··· Textauszug ···

# Router RP 614v2 Problem



## UCBrother (30. April 2004)

Hab mir den Router  gestern gekauft. FUnktioniert auch alles soweit keine Probleme ausser das ich einige Seiten nicht  besuchen kann warum weiss ich auch nicht , ausserdem lässt sich kein Live Update bei Norton Antivirus mehr machn. Please Help!


----------



## gothic ghost (1. Mai 2004)

HI,
da mußt du mal in den Einstellungen des Routers nachsehen.
Wenn du ihn von einem Puritaner hast sind " gewisse "   Seiten
gesperrt und wenn er neu ist gibt es evtl. Voreinstellungen.
Das Update von Norton benutzt evtl. einen bestimmten Port und den
müßtest du dann weiter_leiten (Portforwarding).

··· Arbeitsmaterial ···

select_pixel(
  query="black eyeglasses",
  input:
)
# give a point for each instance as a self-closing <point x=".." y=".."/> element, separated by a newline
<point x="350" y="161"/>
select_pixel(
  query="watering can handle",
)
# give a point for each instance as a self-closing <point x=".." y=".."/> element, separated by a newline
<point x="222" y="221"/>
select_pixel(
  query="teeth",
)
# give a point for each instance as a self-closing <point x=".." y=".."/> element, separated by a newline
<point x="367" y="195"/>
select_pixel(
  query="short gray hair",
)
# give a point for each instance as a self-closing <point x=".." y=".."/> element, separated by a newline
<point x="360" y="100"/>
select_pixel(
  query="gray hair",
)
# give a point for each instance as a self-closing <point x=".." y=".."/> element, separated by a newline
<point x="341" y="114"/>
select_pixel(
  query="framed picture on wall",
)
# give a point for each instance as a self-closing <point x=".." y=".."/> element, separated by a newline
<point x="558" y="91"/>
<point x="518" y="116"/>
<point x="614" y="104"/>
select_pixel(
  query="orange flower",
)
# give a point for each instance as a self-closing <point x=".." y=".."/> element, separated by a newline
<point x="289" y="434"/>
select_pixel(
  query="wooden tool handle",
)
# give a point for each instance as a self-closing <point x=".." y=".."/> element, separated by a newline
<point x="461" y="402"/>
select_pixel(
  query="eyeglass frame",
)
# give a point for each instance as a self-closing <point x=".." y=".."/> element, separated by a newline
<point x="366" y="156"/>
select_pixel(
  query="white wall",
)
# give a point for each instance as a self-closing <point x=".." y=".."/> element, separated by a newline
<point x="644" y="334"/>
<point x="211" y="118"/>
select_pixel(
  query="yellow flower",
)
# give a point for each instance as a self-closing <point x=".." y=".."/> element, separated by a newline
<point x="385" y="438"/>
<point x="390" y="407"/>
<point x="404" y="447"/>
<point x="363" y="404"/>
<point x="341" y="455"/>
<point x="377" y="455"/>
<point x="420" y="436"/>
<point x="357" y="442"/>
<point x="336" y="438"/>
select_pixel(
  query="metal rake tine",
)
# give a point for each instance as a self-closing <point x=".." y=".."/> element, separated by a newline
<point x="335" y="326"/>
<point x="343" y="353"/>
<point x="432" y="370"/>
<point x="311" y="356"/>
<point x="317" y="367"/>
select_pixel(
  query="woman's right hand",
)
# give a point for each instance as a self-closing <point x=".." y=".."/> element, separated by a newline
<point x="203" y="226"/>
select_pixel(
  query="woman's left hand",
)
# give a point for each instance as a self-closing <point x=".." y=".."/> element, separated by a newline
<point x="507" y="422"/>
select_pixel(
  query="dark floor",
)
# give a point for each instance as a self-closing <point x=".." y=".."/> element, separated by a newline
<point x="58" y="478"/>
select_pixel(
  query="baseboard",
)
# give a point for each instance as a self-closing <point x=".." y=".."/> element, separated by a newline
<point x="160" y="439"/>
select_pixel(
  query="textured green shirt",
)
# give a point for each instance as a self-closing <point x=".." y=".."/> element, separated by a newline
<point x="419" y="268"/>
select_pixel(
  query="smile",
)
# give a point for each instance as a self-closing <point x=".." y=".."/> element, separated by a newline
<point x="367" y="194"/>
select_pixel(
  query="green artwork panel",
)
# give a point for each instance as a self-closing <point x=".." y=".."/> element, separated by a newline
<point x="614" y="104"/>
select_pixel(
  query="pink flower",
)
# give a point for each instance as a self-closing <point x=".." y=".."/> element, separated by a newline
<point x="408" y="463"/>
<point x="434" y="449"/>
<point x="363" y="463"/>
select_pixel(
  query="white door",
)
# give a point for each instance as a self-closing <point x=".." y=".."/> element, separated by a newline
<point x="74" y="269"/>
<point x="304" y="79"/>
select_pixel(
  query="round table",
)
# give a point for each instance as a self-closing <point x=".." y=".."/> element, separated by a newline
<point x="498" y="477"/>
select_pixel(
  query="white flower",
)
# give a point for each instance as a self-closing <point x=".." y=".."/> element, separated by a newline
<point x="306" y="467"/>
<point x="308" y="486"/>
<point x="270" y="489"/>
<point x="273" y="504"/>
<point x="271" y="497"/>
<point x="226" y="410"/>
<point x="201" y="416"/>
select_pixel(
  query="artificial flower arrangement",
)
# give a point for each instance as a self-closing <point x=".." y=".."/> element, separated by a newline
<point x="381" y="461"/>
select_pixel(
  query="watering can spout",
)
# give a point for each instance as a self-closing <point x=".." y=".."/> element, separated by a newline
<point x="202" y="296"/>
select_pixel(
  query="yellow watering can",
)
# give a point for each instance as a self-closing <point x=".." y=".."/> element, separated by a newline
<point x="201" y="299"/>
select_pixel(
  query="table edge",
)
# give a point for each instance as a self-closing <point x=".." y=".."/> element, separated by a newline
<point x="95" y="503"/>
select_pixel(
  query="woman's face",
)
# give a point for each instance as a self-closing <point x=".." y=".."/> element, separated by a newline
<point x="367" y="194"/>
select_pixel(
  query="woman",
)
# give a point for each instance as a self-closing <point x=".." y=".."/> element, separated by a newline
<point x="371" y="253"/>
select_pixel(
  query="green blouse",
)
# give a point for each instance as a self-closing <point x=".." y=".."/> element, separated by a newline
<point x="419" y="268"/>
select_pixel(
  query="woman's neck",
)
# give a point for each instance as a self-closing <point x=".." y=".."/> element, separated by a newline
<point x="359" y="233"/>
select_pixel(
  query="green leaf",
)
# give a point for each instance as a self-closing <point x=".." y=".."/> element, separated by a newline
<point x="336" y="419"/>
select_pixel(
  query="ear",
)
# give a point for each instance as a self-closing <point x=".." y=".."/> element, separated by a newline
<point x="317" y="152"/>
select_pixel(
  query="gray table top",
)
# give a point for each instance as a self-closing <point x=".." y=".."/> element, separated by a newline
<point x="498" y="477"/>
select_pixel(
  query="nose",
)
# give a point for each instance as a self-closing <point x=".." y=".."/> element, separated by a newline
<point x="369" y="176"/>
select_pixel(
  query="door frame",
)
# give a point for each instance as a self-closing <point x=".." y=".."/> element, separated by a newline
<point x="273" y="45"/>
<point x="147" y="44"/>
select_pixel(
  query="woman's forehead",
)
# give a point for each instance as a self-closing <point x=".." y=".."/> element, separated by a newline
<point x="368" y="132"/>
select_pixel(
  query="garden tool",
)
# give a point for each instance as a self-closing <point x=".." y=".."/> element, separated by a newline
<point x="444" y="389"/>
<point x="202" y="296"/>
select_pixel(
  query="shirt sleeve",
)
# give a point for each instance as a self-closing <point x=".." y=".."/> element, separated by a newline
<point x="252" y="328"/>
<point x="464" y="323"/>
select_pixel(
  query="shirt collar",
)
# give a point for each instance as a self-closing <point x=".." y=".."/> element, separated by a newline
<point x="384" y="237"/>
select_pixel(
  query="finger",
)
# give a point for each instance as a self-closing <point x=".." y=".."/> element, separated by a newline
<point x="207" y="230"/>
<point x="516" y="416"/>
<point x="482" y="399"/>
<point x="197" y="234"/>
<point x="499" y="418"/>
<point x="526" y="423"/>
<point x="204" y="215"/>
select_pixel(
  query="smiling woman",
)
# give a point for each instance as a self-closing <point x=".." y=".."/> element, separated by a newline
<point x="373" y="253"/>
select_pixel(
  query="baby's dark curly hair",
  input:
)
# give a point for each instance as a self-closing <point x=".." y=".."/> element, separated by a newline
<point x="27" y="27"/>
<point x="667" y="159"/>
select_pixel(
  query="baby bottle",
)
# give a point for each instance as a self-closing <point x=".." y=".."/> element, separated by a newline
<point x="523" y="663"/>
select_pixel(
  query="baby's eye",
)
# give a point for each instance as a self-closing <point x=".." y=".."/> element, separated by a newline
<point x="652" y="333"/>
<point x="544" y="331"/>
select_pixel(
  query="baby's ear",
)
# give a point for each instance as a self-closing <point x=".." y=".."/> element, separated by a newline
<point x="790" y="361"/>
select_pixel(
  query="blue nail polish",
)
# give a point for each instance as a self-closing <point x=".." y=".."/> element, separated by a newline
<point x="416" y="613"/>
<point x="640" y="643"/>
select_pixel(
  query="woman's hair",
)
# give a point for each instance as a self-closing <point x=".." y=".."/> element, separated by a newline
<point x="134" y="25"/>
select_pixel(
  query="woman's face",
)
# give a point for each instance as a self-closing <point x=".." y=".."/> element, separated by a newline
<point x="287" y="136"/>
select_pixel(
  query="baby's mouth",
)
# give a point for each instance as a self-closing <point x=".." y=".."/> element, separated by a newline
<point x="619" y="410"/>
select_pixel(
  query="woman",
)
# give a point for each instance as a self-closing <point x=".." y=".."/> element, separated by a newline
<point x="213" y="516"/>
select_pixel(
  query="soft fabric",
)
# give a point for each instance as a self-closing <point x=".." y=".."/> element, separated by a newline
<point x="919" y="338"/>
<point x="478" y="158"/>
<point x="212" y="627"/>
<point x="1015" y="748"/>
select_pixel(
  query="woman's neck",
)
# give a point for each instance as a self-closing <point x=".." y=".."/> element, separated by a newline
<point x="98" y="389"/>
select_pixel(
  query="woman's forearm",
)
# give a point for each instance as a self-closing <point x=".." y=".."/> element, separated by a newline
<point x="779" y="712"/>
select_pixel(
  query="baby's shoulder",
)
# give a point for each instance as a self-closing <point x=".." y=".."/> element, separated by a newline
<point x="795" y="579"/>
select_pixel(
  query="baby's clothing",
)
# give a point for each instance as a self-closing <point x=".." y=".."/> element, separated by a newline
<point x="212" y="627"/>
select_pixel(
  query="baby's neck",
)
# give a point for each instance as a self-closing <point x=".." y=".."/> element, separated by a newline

···

## Deine Aufgaben
a) Nenne alle möglichen Ursachen, die gothic ghost im Forenthread zum Router RP 614v2 für die Probleme anführt.
b) Schreib den Forenthread zum Router-Problem nach dem letzten Beitrag weiter.
Die Daten werden hier nicht gebraucht.

## Lösungen
a)
- Wenn der Router von einem Puritaner stammt, sind bestimmte Seiten gesperrt.
- Wenn der Router neu ist, gibt es eventuell Voreinstellungen.
- Das Norton-Update benutzt eventuell einen bestimmten Port, der weitergeleitet werden müsste.

b)
Das Wie, Wo und Was kannst du hier nachlesen


----------



## UCBrother (1. Mai 2004)

> _Original geschrieben von gothic ghost _
> *HI,
> da mußt du mal in den Einstellungen des Routers nachsehen.
> Wenn du ihn von einem Puritaner hast sind " gewisse "   Seiten
> ...










Der Router ist eigentlich neu. Ok das mit Norton Antivirus Live Update versteh ich ja aber warum kann ich einfach nicht auf alle internet Sites zugreifen!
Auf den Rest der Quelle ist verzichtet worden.